- _Excerpts from a dataset_:
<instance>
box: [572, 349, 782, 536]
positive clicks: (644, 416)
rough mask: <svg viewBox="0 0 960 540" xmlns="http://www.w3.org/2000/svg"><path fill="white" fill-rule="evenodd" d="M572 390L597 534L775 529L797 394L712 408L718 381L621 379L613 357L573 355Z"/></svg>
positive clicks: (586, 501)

- _Exercise goal_: Every entry above should come back exactly as written.

- _Answer below_:
<instance>
box: [572, 349, 782, 536]
positive clicks: (644, 416)
rough mask: <svg viewBox="0 0 960 540" xmlns="http://www.w3.org/2000/svg"><path fill="white" fill-rule="evenodd" d="M572 390L597 534L775 529L797 394L712 408L718 381L621 379L613 357L573 355Z"/></svg>
positive clicks: (586, 501)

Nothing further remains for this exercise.